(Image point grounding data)
◆ ◆ ◆ ◆
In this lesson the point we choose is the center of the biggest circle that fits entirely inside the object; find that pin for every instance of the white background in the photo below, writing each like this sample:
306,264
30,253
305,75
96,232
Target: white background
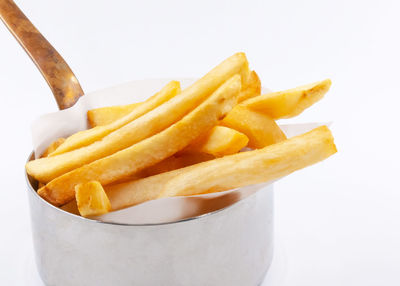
339,221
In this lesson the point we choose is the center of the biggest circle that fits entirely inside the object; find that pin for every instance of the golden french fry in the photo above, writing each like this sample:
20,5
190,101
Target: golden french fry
53,146
170,164
229,172
106,115
91,199
149,151
259,128
86,137
151,123
255,166
71,207
219,141
251,88
289,103
174,162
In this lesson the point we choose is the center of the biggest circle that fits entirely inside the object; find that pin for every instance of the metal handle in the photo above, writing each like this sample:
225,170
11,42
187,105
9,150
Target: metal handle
62,81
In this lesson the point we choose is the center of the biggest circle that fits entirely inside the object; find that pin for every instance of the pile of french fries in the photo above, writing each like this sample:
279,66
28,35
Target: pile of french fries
218,134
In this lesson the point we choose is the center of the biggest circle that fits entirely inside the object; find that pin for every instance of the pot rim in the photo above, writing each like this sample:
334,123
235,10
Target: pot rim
83,219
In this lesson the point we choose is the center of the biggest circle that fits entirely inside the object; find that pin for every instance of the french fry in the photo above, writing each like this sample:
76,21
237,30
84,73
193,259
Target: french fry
219,141
289,103
149,151
151,123
229,172
91,199
173,163
253,167
53,146
259,128
251,88
107,115
86,137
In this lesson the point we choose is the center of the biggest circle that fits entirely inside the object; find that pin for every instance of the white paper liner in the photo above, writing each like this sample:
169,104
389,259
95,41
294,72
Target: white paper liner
66,122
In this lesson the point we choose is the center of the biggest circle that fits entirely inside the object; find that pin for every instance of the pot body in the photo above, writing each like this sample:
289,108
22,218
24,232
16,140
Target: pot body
232,246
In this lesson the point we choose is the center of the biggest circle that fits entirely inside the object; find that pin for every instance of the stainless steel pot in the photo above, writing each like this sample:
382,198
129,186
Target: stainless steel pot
231,246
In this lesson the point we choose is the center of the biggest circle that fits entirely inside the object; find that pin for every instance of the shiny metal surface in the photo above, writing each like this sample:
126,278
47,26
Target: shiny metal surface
232,246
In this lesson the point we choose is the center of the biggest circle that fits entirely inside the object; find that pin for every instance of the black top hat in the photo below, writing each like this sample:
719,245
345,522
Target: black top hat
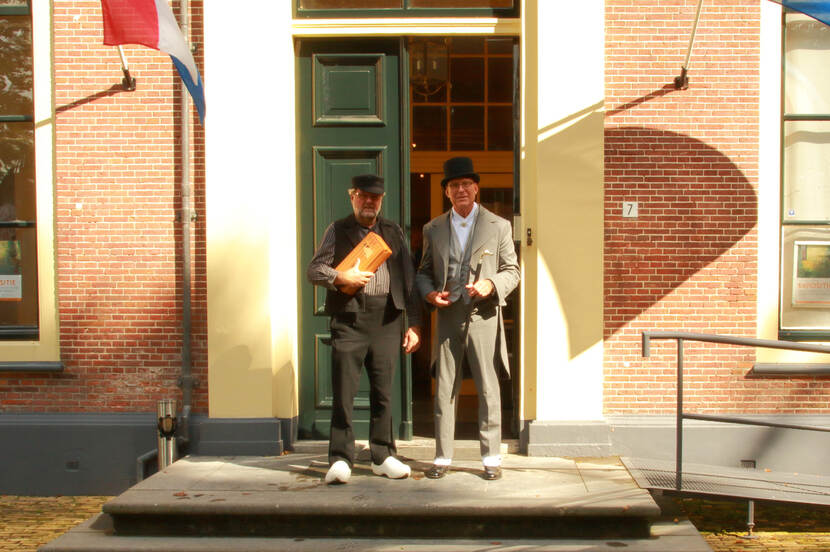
368,183
458,167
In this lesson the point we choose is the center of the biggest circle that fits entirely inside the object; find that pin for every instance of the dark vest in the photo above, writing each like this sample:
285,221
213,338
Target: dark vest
346,237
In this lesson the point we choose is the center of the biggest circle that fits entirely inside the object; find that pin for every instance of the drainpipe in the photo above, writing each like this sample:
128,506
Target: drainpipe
186,380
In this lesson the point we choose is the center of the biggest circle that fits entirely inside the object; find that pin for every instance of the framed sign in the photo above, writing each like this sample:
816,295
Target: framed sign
811,274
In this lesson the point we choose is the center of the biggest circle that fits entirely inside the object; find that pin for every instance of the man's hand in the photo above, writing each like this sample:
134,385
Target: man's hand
482,288
412,339
438,298
354,277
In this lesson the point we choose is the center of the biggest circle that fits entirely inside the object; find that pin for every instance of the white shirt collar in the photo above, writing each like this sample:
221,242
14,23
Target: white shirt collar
464,221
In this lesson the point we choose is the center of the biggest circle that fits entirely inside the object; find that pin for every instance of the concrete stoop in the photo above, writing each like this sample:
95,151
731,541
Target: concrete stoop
283,503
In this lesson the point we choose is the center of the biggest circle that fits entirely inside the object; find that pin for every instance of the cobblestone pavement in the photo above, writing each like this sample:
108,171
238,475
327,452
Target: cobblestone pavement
778,527
27,522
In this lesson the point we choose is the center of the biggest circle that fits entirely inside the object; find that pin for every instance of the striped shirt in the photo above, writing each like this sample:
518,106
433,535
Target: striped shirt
322,273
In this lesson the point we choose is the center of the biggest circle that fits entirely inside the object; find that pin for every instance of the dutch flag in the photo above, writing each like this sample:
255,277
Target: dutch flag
151,23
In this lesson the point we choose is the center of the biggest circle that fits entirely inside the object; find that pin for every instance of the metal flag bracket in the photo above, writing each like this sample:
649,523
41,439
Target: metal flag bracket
128,82
681,82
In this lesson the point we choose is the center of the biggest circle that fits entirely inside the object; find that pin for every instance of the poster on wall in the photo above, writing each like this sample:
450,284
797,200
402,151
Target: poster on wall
11,284
811,274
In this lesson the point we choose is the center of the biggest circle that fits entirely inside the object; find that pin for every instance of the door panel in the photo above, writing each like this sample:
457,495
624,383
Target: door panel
348,124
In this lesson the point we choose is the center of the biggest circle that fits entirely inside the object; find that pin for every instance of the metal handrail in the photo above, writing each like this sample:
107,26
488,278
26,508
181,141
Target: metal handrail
680,337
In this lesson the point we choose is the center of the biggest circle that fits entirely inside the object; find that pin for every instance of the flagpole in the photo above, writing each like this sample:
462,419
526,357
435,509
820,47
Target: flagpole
682,82
186,379
128,82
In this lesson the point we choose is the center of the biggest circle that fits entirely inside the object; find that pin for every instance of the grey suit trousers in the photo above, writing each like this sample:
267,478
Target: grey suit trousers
◆ ◆ ◆ ◆
● **Work request**
Search the entries for the word "grey", then copy every line in which it is found.

● **Reply to the task**
In this lesson the point we choose is the center of the biggest circle that fits entirely inside the object; find that pin for every instance of the grey suit trousers in the photo above, writing each like this sample:
Target: grey suit trousers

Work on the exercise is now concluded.